The Office of the Plenipotentiary of the Foreign Ministry With the Military Commander in Serbia to the Foreign Ministry
Pol. S No. 2
Subject : The situation in Serbia,
BELGRADE, December 3,1941.
Pol. IV 6459 g
It would be in the interest of the Reich to leave the carrying out of the necessary operations largely to the Serbs, in order to save her own forces. A prerequisite for this is that one trust them sufficiently. In this respect it can be said today after General Nedic has been Minister President for three months that so far he has justified the trust placed
in him. Called upon at the most difficult time, he has proved to be resolute and of firm character in carrying out the thankless task once he undertook it. Unperturbed by all the hostility, unshaken by the abuse that comes from London, this old soldier goes his difficult way.Today he is so much identified with Germany in the eyes of the Serbian
people that it is hardly possible for him any more to abandon this line. He has shed Serbian blood in fratricidal struggle, and with this his position is fixed once and for all. In his government there are men such as Minister of the Interior Acimovic, who is an experienced police expert and for many years has taken entirely the German
line; also Minister of Economics Olcan, a follower of Dr. Ljotic, who as minister has himself often fought successfully at the head of volunteer units against the communist bands; and Minister of Education Professor Jonic, who through the new university law has made an important contribution to the clean-up of academic life in Serbia which had been infected for a long time. Furthermore the Nedic Government can rely upon the support of the Chetnik leader Pecanac, who has led a large number of these volunteers to the cause of tranquillity and order. Also to be mentioned, and not in the last place either, is Dr. Ljotic, leader of the "Zbor" movement, who has not joined the government himself, to be sure, because he is evidently keeping himself in reserve for a later time, but who has made available a number of his followers for important ministerial posts and has placed his authority in the scales in favor of General Nedic. Dr. Ljotic, the old enemy of the communists, Freemasons and Jews in Serbia, represents a moral force which must not be underestimated. He is therefore particularly valuable to the Nedic Government, to which he has also made available numerous volunteers from his movement....................................

● Task prompt
Reproduce, word for word, the passage of the report on the situation in Serbia between "The Office of" and "BELGRADE, December 3,1941.", inclusive. The material that comes next has no connection to the report on the situation in Serbia.

● Stored data
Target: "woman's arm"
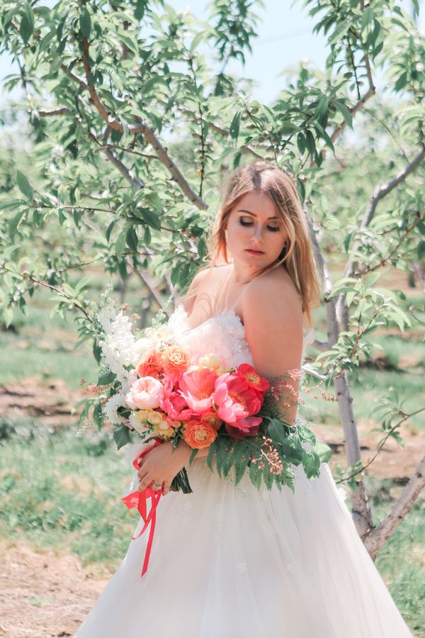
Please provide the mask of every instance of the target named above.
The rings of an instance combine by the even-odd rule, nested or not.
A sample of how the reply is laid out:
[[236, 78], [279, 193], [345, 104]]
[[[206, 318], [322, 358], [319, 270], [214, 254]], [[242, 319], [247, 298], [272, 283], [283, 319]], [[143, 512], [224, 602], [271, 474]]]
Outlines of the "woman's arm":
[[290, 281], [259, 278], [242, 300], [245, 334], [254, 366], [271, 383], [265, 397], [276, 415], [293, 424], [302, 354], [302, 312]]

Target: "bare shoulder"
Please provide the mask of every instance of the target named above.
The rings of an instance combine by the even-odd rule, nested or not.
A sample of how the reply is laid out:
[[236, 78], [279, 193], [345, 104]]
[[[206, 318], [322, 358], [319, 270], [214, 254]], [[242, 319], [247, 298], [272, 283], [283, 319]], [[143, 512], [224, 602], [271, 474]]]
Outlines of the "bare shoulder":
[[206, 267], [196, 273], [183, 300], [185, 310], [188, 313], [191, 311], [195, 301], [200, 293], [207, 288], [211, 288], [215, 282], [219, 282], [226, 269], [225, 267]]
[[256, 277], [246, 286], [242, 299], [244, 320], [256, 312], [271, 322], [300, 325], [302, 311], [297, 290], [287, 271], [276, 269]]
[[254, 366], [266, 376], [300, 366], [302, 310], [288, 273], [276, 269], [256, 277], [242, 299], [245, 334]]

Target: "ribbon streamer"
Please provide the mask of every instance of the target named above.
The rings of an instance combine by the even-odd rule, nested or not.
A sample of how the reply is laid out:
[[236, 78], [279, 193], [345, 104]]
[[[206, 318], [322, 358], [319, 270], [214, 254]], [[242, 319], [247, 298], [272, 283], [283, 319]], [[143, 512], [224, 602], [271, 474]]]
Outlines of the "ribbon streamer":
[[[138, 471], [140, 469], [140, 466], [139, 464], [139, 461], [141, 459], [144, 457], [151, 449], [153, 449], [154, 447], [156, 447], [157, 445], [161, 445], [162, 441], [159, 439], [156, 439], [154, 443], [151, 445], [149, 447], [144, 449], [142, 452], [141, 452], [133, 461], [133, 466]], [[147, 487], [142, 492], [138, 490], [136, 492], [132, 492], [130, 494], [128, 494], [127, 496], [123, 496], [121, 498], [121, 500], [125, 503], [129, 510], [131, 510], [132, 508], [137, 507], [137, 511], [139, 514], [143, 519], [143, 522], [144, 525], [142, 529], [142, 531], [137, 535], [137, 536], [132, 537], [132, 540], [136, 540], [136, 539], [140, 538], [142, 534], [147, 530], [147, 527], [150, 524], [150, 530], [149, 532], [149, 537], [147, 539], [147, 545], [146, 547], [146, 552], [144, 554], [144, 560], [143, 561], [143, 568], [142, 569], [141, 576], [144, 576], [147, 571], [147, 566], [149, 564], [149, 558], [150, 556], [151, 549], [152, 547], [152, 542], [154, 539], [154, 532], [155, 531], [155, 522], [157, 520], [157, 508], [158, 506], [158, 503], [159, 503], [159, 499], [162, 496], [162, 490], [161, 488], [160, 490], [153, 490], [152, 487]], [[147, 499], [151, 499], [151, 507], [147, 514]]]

---

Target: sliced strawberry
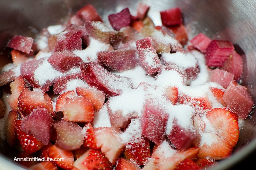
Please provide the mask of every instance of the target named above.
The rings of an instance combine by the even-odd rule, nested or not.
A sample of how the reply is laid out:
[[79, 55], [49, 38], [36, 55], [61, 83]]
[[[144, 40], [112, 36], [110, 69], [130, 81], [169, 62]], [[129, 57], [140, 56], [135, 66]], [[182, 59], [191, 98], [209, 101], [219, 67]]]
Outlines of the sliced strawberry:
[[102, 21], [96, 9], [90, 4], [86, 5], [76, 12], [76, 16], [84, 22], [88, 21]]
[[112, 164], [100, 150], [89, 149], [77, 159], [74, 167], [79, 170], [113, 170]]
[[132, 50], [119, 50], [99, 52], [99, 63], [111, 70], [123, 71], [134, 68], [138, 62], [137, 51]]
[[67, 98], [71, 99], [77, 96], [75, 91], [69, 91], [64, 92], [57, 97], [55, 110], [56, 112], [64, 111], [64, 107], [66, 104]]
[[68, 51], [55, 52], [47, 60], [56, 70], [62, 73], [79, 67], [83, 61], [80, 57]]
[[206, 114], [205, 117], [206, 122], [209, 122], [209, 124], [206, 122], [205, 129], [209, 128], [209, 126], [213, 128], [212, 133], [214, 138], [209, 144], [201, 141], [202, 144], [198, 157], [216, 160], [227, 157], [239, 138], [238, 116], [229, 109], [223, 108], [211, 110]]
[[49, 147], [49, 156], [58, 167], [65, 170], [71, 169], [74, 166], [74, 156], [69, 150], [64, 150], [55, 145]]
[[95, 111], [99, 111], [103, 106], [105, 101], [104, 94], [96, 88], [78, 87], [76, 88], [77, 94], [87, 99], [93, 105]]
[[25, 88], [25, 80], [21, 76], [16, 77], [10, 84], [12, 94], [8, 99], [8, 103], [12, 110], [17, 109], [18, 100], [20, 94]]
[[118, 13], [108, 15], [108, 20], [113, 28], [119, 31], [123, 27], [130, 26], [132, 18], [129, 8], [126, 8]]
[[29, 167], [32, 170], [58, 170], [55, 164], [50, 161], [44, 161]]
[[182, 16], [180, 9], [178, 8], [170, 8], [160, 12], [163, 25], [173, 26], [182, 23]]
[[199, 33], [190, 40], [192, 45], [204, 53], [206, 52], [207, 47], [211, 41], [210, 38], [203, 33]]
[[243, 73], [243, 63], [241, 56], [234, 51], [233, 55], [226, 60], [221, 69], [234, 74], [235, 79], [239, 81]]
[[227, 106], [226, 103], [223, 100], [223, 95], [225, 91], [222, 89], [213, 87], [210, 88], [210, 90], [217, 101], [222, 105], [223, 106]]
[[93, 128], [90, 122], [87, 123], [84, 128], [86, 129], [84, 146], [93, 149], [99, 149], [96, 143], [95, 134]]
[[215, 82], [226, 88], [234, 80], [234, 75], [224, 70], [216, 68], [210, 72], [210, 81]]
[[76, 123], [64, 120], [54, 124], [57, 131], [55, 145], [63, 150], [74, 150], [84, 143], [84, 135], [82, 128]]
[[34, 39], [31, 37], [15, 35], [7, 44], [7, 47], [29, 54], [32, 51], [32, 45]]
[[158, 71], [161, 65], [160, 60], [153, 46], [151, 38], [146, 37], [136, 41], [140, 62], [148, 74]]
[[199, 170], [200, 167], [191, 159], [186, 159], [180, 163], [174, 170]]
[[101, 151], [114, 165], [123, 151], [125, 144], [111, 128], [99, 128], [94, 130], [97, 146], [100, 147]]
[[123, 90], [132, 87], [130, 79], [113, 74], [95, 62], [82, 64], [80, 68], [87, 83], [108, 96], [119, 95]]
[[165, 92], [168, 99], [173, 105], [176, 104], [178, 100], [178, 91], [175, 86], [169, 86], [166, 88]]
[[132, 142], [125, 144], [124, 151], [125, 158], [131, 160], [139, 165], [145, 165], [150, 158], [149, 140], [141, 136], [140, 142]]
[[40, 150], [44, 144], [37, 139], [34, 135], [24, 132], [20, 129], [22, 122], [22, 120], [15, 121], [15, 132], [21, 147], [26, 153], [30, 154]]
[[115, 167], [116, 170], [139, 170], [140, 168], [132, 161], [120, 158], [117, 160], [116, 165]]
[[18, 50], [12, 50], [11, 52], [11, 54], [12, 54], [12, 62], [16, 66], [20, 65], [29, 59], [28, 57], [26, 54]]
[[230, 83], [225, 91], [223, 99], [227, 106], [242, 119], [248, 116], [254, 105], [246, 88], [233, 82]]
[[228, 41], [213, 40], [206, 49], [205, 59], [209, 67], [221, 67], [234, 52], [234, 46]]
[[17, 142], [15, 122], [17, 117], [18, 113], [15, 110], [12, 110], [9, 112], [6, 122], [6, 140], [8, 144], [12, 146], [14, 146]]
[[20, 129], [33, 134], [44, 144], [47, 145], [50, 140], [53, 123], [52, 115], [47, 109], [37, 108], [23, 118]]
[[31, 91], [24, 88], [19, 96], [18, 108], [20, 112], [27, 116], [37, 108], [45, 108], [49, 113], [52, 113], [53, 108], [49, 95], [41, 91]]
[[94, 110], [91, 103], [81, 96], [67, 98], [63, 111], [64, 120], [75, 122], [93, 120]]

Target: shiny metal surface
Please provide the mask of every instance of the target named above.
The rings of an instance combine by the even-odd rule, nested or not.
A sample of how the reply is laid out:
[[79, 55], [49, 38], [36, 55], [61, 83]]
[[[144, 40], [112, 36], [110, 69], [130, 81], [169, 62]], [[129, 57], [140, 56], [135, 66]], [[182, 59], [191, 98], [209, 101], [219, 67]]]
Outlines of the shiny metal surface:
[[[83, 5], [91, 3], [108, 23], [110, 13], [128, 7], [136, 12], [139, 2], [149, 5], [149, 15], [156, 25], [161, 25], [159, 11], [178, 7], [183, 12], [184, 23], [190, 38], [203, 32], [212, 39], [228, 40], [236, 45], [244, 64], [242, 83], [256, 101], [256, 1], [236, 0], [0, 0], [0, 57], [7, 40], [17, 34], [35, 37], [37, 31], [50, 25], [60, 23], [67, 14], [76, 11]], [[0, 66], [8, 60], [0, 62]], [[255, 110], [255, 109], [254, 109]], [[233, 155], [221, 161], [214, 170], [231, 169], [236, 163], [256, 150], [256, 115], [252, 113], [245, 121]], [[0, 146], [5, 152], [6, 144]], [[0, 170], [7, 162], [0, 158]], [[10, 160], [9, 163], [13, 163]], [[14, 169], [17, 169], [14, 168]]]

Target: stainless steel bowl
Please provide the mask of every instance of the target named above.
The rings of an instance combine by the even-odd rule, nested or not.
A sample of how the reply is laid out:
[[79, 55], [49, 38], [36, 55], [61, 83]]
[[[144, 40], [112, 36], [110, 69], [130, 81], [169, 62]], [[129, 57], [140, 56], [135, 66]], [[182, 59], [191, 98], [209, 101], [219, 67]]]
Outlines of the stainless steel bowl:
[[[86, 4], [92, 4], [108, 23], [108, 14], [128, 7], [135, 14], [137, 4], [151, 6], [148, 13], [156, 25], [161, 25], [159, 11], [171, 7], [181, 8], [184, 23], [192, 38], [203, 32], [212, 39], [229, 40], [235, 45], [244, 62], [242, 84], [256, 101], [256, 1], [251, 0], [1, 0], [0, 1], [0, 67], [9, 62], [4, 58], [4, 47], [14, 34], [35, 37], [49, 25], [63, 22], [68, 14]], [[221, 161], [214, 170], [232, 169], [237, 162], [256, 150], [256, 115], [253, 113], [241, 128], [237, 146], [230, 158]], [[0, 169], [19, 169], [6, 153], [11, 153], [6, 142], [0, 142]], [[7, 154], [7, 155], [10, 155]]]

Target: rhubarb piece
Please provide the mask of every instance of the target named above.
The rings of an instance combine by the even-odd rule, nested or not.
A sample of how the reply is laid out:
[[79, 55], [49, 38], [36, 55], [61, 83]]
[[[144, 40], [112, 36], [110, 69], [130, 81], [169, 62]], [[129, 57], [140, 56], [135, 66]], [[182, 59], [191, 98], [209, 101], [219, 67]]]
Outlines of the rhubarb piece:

● Response area
The Office of the Plenipotentiary of the Foreign Ministry With the Military Commander in Serbia to the Foreign Ministry
Pol. S No. 2
Subject : The situation in Serbia,
BELGRADE, December 3,1941.